In the records below, locate the line containing "From the screenshot above, determine the bounding box of the ivy"; output that line and every following line through the last, exactly.

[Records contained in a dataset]
::::::

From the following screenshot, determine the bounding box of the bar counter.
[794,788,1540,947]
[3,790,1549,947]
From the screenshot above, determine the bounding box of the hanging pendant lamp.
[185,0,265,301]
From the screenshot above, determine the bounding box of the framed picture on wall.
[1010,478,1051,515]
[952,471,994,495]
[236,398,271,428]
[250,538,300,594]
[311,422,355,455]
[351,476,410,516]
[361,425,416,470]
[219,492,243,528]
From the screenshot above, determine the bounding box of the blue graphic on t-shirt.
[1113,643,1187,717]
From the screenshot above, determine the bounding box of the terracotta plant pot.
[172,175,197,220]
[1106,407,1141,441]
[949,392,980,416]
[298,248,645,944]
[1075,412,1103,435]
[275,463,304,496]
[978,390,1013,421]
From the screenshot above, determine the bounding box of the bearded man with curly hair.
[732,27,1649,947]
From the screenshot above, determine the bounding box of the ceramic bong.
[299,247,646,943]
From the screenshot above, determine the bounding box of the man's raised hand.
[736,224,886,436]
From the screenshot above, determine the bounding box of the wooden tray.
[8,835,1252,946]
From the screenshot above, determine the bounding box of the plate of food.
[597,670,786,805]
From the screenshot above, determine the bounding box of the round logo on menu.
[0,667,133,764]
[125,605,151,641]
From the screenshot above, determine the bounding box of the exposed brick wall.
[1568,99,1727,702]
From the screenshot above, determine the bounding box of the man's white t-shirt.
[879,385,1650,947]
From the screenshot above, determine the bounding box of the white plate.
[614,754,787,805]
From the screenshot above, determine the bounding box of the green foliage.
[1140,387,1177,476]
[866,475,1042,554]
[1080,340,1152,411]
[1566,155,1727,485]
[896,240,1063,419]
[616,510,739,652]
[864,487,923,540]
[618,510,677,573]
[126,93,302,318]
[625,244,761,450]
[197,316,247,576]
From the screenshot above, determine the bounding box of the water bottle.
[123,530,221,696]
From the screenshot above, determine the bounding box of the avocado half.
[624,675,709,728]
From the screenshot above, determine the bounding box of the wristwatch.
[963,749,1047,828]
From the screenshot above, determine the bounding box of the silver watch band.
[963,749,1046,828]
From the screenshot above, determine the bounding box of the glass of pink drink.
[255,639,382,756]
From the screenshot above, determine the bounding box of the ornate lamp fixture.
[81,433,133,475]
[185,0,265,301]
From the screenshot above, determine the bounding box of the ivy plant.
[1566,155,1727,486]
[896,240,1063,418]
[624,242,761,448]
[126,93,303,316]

::::::

> [RESPONSE BELOW]:
From the screenshot above, determine the bounding box of the ivy plant.
[1566,155,1727,486]
[896,240,1063,418]
[624,242,761,448]
[126,93,303,316]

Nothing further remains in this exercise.